KUTIPAN:

+ + + + +

Hukrim  

Pelaku TPPO Anak di Bawah Umur di Sukabumi Ditangkap Polisi

Para pelaku TPPO yang melibatkan anak di bawah umur. (ist)

Sukabumi, adajabar.com – Jajaran Polres Sukabumi, Jawa Barat, mengungkap kasus dugaan tindak pidana perdagangan orang (TPPO) dengan korban anak di bawah umur.

Diketahui, dua orang berangkat bekerja ke Yordania melalui jalur ilegal menggunakan visa ziarah ke Yordania. Dari enam pelaku, salah satunya inisial RA pegawai honorer Dinas Kependudukan dan Catatan Sipil (Disdukcapil) Kabupaten Sukabumi adalah kunci mulusnya keberangkatan dua korban tersebut.

“Ini kasus yang sering terjadi, ada manipulasi data karena usianya dipalsukan, masih anak-anak di tuakan. Itu adalah salah satu praktik, sehingga bisa lolos untuk menjadi pekerja migran,” kata Jejen Nurjaha, Ketua Serikat Buruh Migran Indonesia (SBMI) Kabupaten Sukabumi, Rabu (14/6/2023).

Korban diketahui masih berusia 16 dan 15 tahun. Salah satu korban yang berhasil pulang, dikatakan Jejen, kondisinya sempat mengalami trauma. Karena di usianya yang masih di bawah umur ia bertemu dengan lingkungan dan orang-orang yang asing.

“Kemarin kita melakukan visit bersama gugus tugas, hasilnya sudah ada. Nanti kita pelajari lagi, karena memang kasus ini waktu kita datang ke rumahnya atau ke korban ada trauma, karena anak diberangkatkan ke luar negeri dengan baru pertama kali (bertemu) dengan orang asing, orang tidak dikenal di sana itu nah itu yang menjadi masalah,” ujar Jejen.

Selain korban yang sudah dipulangkan, saat ini masih ada satu korban lainnya berusia 15 tahun yang sudah terlanjur terikat kontrak. Jejen menegaskan tidak ada kekerasan dalam kasus yang melibatkan anak tersebut.

+ + + + +

Catatan kotak pembatas:
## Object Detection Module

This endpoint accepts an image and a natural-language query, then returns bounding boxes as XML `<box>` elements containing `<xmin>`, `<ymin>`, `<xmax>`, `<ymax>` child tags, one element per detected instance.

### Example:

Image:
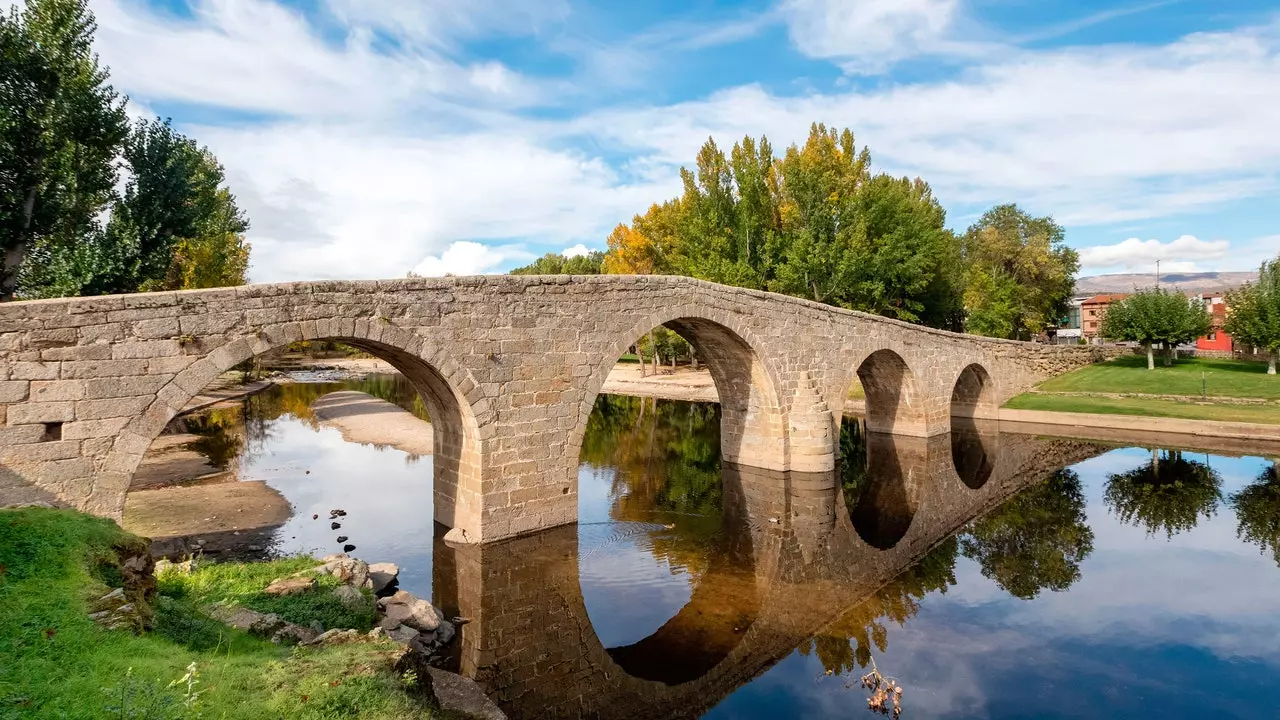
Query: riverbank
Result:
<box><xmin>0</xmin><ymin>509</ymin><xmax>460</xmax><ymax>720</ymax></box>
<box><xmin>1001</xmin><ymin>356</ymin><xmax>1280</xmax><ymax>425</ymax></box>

+ + + + +

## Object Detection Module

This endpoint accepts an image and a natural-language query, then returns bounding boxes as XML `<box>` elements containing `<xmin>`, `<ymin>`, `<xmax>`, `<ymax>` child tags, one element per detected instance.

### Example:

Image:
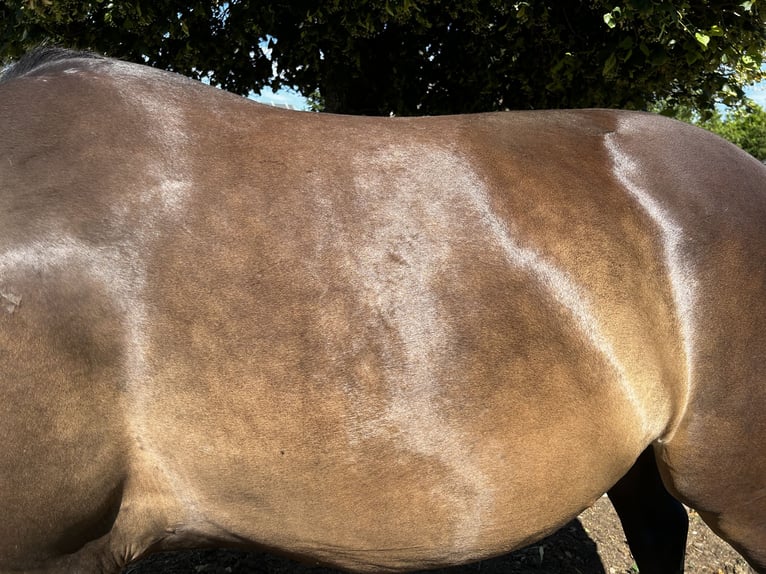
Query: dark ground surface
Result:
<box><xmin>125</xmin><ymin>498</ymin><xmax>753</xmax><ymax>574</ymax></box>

+ + + + +

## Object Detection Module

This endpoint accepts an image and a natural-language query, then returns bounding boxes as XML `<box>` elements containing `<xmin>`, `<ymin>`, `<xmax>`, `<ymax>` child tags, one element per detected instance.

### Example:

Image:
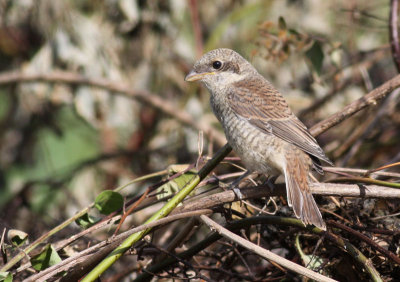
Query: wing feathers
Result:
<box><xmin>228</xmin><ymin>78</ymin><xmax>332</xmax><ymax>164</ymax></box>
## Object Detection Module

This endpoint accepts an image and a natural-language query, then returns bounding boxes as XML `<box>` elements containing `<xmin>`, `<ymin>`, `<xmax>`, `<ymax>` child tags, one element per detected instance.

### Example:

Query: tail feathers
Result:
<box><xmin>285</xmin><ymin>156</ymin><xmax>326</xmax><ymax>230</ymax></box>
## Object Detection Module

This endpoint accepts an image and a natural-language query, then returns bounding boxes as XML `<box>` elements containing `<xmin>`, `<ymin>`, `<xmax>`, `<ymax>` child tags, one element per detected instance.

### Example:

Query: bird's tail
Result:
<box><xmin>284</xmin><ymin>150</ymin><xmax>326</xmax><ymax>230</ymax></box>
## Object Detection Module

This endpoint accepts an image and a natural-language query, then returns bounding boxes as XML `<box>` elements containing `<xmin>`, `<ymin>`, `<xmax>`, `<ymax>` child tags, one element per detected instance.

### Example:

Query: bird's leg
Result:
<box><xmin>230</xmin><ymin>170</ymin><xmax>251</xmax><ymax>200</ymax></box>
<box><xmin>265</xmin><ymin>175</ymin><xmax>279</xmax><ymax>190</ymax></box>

+ + + + +

Tuliskan ulang tanpa perubahan bagian berita tentang kasus TPPO di Sukabumi, dari "Pelaku TPPO Anak" sampai dengan "Sukabumi, Rabu (14/6/2023).".

JAWABAN LATIHAN:
Pelaku TPPO Anak di Bawah Umur di Sukabumi Ditangkap Polisi

Para pelaku TPPO yang melibatkan anak di bawah umur. (ist)

Sukabumi, adajabar.com – Jajaran Polres Sukabumi, Jawa Barat, mengungkap kasus dugaan tindak pidana perdagangan orang (TPPO) dengan korban anak di bawah umur.

Diketahui, dua orang berangkat bekerja ke Yordania melalui jalur ilegal menggunakan visa ziarah ke Yordania. Dari enam pelaku, salah satunya inisial RA pegawai honorer Dinas Kependudukan dan Catatan Sipil (Disdukcapil) Kabupaten Sukabumi adalah kunci mulusnya keberangkatan dua korban tersebut.

“Ini kasus yang sering terjadi, ada manipulasi data karena usianya dipalsukan, masih anak-anak di tuakan. Itu adalah salah satu praktik, sehingga bisa lolos untuk menjadi pekerja migran,” kata Jejen Nurjaha, Ketua Serikat Buruh Migran Indonesia (SBMI) Kabupaten Sukabumi, Rabu (14/6/2023).